> **任务要求**:
把下方记录中的几行一字不差地抄写出来：从含有“Can you detect every large”的那一行开始，到含有“xmin=236 ymin=122 xmax=536 ymax=306”的那一行结束，首尾两行都要包括。

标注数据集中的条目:
○ ○ ○ ○ ○ ○ ○
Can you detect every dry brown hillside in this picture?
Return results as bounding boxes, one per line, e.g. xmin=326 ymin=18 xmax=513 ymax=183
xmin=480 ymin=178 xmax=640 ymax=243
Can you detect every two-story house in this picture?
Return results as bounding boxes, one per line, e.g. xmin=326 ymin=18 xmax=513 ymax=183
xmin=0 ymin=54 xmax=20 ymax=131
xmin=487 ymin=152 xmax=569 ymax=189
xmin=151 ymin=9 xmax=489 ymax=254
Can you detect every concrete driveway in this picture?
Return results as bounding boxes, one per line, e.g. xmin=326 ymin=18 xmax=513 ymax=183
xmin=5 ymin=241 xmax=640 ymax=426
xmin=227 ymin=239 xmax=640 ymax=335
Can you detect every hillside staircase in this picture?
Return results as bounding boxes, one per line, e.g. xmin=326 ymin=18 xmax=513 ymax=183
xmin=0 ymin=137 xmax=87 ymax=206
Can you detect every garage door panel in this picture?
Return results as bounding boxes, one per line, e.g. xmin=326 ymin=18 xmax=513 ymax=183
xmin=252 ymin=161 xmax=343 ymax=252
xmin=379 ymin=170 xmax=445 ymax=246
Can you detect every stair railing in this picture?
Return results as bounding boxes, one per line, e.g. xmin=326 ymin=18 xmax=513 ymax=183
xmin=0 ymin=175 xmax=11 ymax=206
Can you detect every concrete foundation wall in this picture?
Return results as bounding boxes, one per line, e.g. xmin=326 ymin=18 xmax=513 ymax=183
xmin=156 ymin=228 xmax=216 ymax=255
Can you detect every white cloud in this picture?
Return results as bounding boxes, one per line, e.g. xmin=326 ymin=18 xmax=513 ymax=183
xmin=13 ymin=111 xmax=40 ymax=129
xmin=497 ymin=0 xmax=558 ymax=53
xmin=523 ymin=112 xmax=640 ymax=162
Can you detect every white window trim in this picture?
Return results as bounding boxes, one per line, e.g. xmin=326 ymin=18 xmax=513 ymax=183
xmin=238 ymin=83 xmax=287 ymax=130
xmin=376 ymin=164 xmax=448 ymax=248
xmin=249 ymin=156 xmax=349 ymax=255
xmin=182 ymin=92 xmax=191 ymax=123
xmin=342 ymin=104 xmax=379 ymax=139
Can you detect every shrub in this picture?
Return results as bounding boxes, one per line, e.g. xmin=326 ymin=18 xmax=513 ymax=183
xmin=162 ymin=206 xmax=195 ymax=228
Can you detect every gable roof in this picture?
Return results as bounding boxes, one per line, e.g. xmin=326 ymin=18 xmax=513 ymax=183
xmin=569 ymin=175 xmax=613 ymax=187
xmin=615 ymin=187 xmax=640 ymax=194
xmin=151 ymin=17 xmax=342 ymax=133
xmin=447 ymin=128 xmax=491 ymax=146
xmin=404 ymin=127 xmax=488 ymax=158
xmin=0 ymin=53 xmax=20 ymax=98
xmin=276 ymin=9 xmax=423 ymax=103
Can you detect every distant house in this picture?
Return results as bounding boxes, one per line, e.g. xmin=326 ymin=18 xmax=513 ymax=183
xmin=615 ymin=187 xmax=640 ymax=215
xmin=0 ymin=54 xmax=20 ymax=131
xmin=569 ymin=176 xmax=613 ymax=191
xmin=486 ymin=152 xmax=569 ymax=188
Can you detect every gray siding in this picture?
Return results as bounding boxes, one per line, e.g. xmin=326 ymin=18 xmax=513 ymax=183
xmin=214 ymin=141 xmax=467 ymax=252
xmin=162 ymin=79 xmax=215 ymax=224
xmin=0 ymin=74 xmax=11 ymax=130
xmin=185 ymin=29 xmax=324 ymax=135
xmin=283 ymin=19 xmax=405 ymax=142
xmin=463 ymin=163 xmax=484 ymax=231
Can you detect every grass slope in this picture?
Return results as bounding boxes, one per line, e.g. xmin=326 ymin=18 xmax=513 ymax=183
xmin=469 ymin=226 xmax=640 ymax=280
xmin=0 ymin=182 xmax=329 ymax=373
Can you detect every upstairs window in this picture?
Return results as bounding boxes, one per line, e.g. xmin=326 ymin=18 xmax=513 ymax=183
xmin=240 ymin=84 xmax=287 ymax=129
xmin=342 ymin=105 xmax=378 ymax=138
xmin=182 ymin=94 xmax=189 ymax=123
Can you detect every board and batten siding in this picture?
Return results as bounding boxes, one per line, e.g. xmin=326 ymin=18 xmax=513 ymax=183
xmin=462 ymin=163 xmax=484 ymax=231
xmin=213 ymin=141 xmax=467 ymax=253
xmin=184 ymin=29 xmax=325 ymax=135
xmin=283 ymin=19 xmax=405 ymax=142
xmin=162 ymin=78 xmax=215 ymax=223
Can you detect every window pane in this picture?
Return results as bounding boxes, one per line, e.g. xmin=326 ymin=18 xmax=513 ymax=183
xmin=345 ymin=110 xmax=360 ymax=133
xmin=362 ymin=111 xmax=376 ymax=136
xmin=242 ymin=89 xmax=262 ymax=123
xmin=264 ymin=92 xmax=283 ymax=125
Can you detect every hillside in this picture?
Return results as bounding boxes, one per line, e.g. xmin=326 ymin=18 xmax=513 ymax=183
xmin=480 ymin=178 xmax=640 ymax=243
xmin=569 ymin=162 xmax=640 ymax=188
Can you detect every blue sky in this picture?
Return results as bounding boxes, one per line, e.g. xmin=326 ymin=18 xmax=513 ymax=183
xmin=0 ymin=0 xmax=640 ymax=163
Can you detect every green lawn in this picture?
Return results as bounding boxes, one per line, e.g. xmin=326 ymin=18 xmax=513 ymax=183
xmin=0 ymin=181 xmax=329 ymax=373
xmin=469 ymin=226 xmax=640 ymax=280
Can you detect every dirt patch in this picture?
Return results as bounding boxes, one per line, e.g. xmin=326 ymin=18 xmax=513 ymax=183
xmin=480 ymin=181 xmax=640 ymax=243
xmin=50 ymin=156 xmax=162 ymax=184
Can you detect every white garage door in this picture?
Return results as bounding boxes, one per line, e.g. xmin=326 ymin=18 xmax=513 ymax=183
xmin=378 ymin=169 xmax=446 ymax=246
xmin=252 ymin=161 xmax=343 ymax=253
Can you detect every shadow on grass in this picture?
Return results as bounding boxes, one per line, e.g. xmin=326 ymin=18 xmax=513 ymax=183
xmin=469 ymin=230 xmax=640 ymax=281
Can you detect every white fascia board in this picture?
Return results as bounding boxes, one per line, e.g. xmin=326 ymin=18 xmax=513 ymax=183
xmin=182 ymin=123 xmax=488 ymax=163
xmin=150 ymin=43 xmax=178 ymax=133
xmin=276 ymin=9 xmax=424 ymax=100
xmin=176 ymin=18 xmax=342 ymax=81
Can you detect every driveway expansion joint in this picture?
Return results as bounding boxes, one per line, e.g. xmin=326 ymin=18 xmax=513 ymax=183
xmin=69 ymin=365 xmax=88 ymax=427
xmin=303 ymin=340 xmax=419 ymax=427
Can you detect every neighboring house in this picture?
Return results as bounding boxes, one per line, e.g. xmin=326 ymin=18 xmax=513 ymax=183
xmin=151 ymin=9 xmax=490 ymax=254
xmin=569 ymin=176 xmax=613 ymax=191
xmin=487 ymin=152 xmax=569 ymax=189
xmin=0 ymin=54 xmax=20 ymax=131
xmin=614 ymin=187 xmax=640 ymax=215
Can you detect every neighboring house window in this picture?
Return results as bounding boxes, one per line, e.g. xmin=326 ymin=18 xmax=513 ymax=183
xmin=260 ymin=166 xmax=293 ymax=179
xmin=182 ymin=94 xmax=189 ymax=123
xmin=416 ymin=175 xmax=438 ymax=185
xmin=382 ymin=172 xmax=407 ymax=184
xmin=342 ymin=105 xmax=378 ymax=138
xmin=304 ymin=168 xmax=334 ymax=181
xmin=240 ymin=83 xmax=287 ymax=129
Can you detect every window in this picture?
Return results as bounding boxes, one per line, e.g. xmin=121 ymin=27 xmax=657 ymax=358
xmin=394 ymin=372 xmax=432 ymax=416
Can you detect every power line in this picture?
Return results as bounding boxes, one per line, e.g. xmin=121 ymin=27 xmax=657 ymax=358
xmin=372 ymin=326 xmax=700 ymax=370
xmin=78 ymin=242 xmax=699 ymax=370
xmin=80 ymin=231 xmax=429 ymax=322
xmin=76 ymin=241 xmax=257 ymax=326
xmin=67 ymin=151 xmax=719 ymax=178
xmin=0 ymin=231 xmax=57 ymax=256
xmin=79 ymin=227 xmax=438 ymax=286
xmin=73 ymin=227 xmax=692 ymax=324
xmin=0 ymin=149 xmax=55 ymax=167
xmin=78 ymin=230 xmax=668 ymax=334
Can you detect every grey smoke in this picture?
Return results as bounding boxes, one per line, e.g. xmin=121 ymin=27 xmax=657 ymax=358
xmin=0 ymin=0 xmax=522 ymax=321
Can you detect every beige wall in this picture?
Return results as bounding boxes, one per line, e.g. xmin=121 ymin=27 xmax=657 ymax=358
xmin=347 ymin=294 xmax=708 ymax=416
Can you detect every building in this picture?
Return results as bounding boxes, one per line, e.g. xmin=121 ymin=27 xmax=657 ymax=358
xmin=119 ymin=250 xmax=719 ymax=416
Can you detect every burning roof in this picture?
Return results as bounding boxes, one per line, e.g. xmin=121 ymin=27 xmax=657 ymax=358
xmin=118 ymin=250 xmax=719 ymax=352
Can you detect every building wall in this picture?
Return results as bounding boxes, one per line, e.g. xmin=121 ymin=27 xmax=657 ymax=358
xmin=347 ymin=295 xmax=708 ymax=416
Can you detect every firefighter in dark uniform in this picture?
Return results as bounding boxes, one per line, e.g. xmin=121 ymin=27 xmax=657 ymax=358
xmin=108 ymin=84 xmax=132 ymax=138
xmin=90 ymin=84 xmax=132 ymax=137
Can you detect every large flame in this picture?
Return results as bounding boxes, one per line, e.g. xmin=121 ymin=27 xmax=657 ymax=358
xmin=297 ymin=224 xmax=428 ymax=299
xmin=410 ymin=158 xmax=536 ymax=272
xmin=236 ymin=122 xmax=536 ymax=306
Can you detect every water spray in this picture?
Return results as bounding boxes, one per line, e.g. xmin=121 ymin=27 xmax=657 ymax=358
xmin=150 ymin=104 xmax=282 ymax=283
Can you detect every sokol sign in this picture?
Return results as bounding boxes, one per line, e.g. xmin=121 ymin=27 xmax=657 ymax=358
○ ○ ○ ○ ○ ○ ○
> **结果**:
Can you detect every large flame in this picture?
Return results as bounding boxes, one per line, e.g. xmin=121 ymin=27 xmax=657 ymax=358
xmin=297 ymin=224 xmax=428 ymax=299
xmin=410 ymin=158 xmax=536 ymax=272
xmin=236 ymin=122 xmax=536 ymax=306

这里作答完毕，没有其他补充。